━━━━━ INPUT ━━━━━

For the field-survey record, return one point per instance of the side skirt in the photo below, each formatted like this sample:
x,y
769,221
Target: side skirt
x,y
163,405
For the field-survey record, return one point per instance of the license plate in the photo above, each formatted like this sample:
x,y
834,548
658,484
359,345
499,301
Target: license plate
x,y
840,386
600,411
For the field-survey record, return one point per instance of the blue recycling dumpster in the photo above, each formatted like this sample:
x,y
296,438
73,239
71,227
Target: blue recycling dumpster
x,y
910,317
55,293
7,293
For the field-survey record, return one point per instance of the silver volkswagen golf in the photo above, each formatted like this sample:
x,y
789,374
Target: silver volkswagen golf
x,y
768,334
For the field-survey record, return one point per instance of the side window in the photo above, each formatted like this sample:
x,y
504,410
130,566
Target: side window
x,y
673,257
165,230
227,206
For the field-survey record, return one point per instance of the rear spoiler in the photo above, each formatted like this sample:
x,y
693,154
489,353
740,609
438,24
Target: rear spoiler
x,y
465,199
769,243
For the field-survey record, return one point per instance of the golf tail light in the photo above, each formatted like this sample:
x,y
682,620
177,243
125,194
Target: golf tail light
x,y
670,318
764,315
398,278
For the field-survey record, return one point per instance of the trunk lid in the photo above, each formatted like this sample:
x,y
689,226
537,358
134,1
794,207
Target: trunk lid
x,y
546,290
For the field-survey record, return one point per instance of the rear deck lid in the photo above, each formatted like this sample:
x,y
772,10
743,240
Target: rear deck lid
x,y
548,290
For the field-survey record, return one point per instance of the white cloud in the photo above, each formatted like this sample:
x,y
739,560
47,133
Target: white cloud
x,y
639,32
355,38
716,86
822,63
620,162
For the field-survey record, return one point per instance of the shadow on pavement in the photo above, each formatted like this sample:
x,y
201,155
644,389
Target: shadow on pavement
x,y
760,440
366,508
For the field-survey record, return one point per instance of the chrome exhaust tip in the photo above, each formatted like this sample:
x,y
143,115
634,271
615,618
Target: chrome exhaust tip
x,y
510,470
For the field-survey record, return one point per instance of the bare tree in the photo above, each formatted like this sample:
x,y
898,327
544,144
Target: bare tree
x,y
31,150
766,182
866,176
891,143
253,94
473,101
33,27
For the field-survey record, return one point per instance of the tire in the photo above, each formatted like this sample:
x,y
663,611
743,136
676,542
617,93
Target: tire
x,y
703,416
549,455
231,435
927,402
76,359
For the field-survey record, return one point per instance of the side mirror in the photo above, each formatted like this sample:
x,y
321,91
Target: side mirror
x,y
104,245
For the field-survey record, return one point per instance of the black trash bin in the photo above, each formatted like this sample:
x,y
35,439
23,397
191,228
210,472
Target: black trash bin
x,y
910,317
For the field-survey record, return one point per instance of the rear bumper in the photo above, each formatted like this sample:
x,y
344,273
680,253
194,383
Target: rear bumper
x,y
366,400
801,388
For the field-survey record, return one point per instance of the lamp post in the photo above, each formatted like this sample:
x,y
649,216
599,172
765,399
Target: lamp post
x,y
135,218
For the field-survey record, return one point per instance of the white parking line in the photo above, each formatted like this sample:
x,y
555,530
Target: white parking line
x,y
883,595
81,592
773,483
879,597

━━━━━

WHAT THIS TASK INVOLVES = Each record needs to be duplicated exactly as given.

SOLUTION TO THIS PROBLEM =
For the field-survey record, return one point per instance of the side skirt in the photo below, each formatted like this sample:
x,y
769,221
Target: side skirt
x,y
163,405
For the field-survey record, return one point per instance of the license plate in the photo above, each formatted like this sample:
x,y
834,548
658,484
359,345
499,301
Target: license plate
x,y
840,386
600,411
For the field-survey record, return one point per instance of the blue recycling dumpster in the photo above, each formatted like this sample:
x,y
296,438
73,239
71,227
Target: blue recycling dumpster
x,y
910,317
55,293
7,293
For the field-survey record, return one point per instance of the silver volkswagen golf in the photo above, each formatted like this sample:
x,y
789,374
Target: silver volkswagen golf
x,y
768,334
For the field-survey record, return one point per instance of the side window in the photo above, each formatted like this sample:
x,y
504,410
130,566
Target: side window
x,y
673,257
165,230
227,206
For the field-survey record, return one point per instance of the rear spoiler in the photo above, each formatted like this sample:
x,y
693,154
489,353
740,609
438,24
Target: rear spoiler
x,y
465,199
769,243
For the field-survey record, return one point per instance of the golf tail light in the photo above, each formatted like this sample:
x,y
682,620
177,243
125,194
Target: golf tail light
x,y
670,318
764,315
398,278
For the field-survey record, return one point per instance of the trunk lid in the photo above, each formatted like this sample:
x,y
689,226
537,358
134,1
794,207
Target: trunk lid
x,y
546,290
For the field-survey record, return one point per instance of the rear deck lid in the photo above, each formatted like this sample:
x,y
772,10
743,240
Target: rear deck lid
x,y
548,290
For the field-survey record, return one point per instance of the white cloud in the photo above, each formatted like this sample:
x,y
739,560
47,133
Target: white cloud
x,y
639,32
355,38
716,86
822,63
620,162
For the field-survey record, return one point per instance of the shadow on pavement in the photo above, each formatted like this sample:
x,y
201,155
644,389
Target: shadow on pavement
x,y
760,440
366,508
For the field-survey record, return one point per instance of the chrome exhaust tip in the photo above, each formatted like this sample:
x,y
143,115
634,271
615,618
Target: chrome exhaust tip
x,y
510,470
For the field-survey record, return one point per instance of the bare tree in the photo above, each formatted like this sample:
x,y
898,327
544,144
Target: bare tree
x,y
31,150
766,182
866,176
891,143
253,94
473,101
33,27
For the field-survey record, return one point per instance of the tire in the photo above, each formatted like this sample:
x,y
663,611
743,136
676,542
617,93
Target: tire
x,y
703,416
549,455
231,435
927,402
76,359
For the field-survey record, return one point per instance of the side mirror in the photo above, each formatted like this sample:
x,y
321,91
Target: side mirror
x,y
104,245
For the field-survey record, return one point per instance of the black trash bin in the photo above, each formatted like this sample:
x,y
35,439
23,397
191,228
210,472
Target: black trash bin
x,y
910,317
For the field-survey record, return one point per instance of the rear bumper in the photo above, each formatted like this sample:
x,y
344,273
680,253
194,383
Target: rear bumper
x,y
366,400
801,388
For the field-survey record, return one point per instance of the lamp post in the photo above, each formatted like this sample:
x,y
649,216
599,172
765,399
Target: lamp post
x,y
135,218
For the field-survey record, return one point per instance of the white parking line in the photo above, each formatted like this sample:
x,y
555,530
Target: white parking line
x,y
883,595
81,592
773,483
879,597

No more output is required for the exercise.